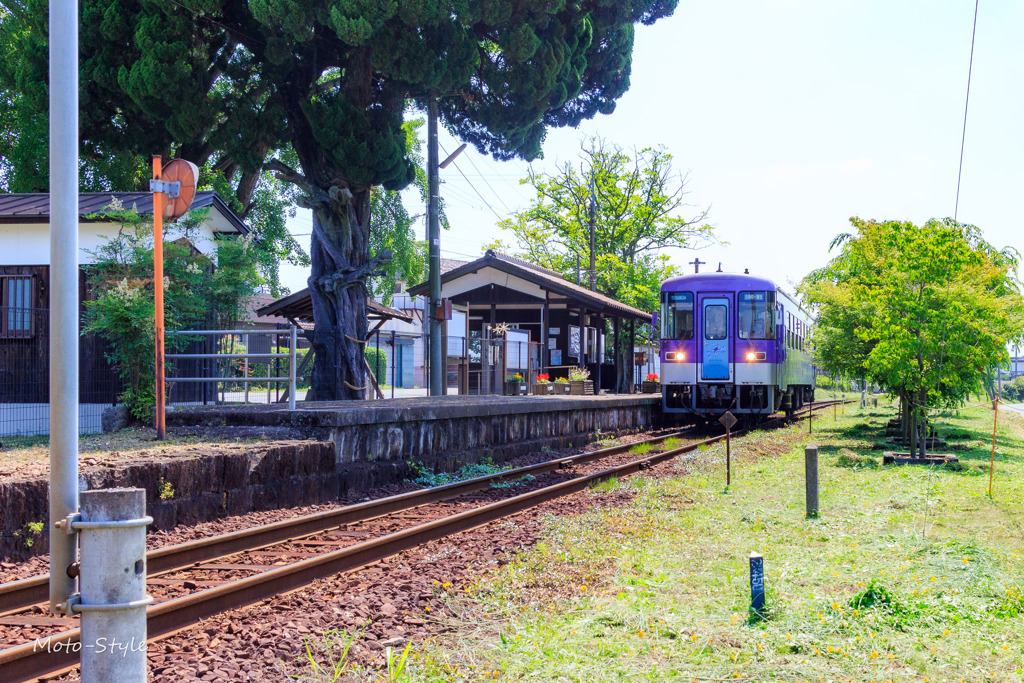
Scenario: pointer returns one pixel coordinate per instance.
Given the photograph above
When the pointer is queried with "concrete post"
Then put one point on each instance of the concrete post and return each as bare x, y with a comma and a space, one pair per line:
811, 477
113, 600
64, 284
757, 584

════════

Written task:
Change every "concrete post" in the lines to "wooden post", keeping everything else the same, and write all the lines out again. Leave out the pictures.

Answer to the exercise:
Scenario: pointer returns one pixel coordinate per instance.
Given the photograph above
When the pointer is queried with "wooden post"
Then put one point on each instance of the wooden post and return each as bare x, y with a comma and a space, one pair per line:
811, 477
113, 600
64, 284
757, 584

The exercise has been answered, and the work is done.